QUOTED TEXT:
--

To become a peace school, a scheme developed and run by the Welsh Centre for International Affairs (WCIA), students in the school lead on efforts for their school to become a place where everyone is safe, respected and valued.
Cyfarthfa High School began work on the scheme by forming a group of year 8, 9 and 10 pupil Peace Ambassadors looking at the values of the school and also how to involve everyone. Assistant Head, Tracey Griffith, said: “Visits to Cyfarthfa Museum to learn about conscientious objectors and also key figures in local history, such as Anuerin Bevan, was key.”
Year 8 pupil Natalie Nawara said: “Learning that some great women came from Merthyr, for example, pioneer linguist, Chartist supporter and educationalist Charlotte Guest, shows we can do something too.”
Pupils have gone on to make their voices heard outside the school, including giving presentations at Scouts, being elected to the Merthyr Youth Council and the UK Youth Parliament. Corey Shemwell, year 9, said: “It’s important to speak up because if we don’t, who will?”

--

ROWS:
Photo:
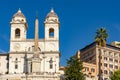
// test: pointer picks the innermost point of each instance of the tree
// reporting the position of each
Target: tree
(73, 71)
(115, 75)
(100, 39)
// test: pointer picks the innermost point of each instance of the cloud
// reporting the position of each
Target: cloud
(117, 27)
(2, 51)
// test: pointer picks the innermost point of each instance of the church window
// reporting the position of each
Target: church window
(16, 66)
(17, 33)
(51, 63)
(51, 32)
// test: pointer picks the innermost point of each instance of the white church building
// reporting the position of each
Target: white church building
(32, 59)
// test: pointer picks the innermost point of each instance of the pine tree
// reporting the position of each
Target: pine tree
(73, 70)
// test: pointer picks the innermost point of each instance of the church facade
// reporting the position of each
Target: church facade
(32, 59)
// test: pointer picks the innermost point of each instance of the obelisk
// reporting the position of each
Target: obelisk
(36, 61)
(36, 53)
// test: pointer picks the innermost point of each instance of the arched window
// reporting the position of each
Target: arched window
(51, 32)
(51, 63)
(32, 48)
(17, 33)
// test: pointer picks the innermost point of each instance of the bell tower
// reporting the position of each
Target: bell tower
(18, 27)
(52, 26)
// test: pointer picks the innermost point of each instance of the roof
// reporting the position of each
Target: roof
(19, 14)
(4, 54)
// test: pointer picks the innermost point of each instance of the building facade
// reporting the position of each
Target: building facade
(32, 59)
(109, 60)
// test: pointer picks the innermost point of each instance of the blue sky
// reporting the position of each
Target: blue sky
(79, 20)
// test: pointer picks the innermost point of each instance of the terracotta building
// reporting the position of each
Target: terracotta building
(109, 60)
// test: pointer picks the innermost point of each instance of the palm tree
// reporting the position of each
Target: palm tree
(100, 39)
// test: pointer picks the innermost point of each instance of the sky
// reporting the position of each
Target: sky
(79, 20)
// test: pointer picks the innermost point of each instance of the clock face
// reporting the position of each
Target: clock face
(16, 46)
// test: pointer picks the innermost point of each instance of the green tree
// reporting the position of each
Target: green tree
(73, 71)
(100, 39)
(115, 75)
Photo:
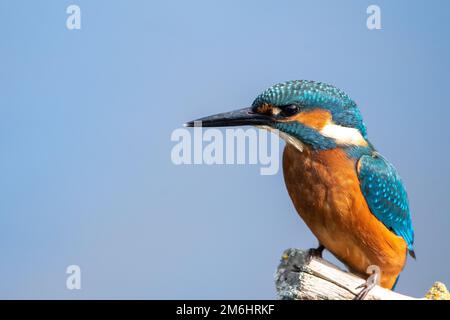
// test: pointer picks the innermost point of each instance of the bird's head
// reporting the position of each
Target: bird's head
(305, 113)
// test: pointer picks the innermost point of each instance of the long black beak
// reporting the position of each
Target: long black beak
(241, 117)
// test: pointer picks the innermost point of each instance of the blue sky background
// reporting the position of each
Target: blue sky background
(86, 118)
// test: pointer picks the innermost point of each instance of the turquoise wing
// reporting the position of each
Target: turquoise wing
(386, 196)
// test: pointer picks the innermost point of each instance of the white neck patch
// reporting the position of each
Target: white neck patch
(343, 135)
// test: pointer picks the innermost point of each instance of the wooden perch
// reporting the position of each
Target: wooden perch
(300, 278)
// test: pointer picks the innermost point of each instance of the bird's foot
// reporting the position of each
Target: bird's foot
(316, 252)
(371, 282)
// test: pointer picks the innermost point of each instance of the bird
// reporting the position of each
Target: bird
(350, 196)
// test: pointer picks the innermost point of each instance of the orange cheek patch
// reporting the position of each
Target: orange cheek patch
(265, 109)
(316, 118)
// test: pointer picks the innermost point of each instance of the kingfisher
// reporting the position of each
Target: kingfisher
(350, 197)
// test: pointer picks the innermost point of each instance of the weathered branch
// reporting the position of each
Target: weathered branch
(301, 278)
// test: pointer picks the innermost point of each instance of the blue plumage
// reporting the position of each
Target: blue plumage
(386, 196)
(309, 94)
(380, 183)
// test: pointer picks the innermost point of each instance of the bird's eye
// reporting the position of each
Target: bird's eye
(289, 110)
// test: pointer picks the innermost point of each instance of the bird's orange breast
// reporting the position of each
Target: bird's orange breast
(325, 190)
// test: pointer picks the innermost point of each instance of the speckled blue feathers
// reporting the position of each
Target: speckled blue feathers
(386, 196)
(311, 94)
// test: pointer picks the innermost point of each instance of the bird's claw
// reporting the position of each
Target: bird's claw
(370, 283)
(316, 252)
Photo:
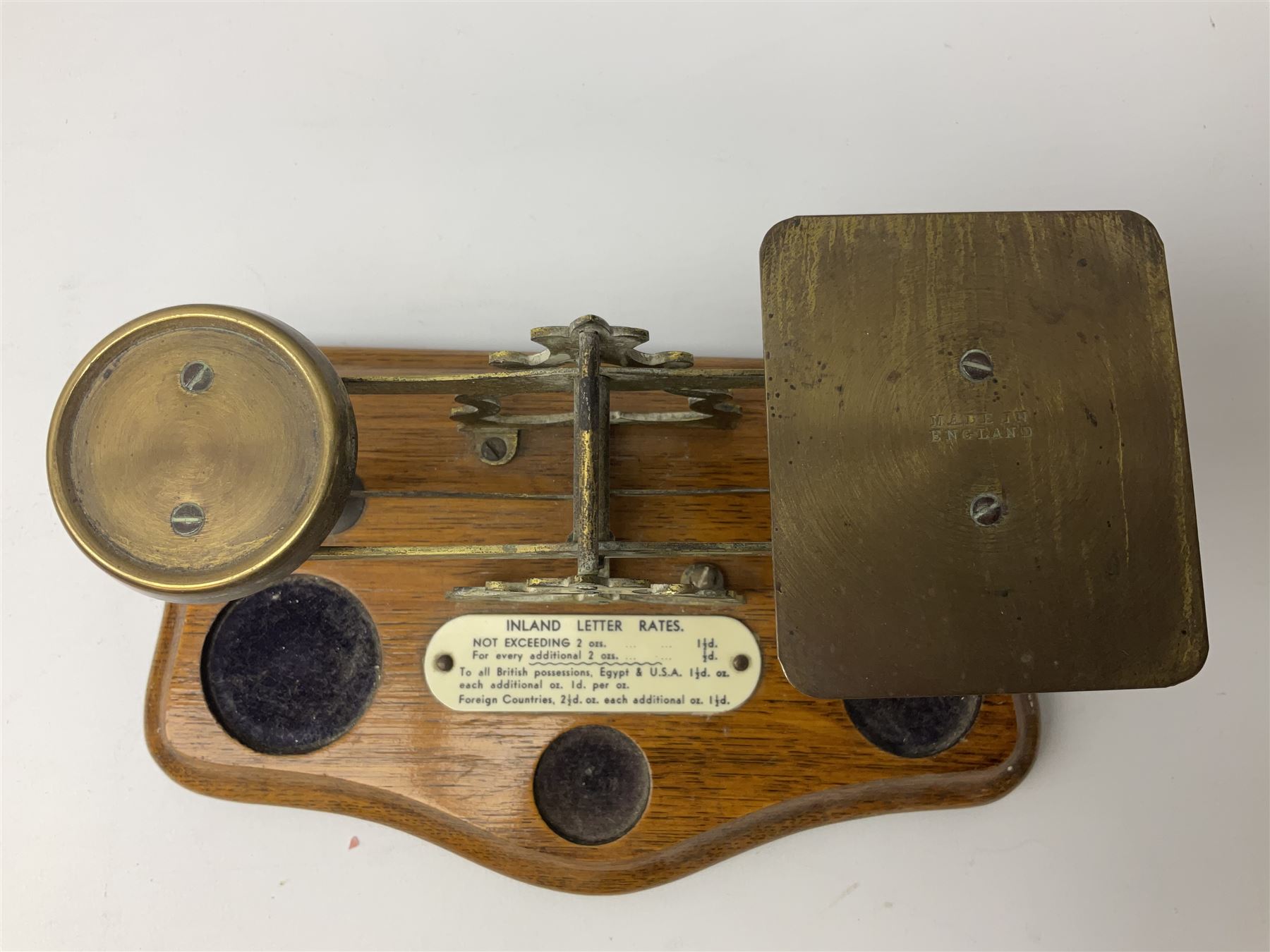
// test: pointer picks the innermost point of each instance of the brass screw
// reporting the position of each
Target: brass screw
(493, 450)
(987, 509)
(976, 366)
(187, 520)
(704, 577)
(196, 376)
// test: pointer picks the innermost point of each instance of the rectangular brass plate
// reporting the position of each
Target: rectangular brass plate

--

YOUR OBJECTIVE: Can you pick up the piece about Cyfarthfa High School's peace school work after its final sentence and continue it?

ANSWER TO THIS PROBLEM:
The impact of the scheme has been felt across the school. Ms Griffith said: “The Peace Ambassadors helped to create a respectful and collaborative atmosphere in the school. The whole school is happier, more tolerant and more respectful.”
The Peace School scheme is freely available to primary and secondary schools across Wales. Schools can work towards level 1 or level 2 accreditation and are given peace school status in annual Peace Conferences in November. Contact email@example.com for more details.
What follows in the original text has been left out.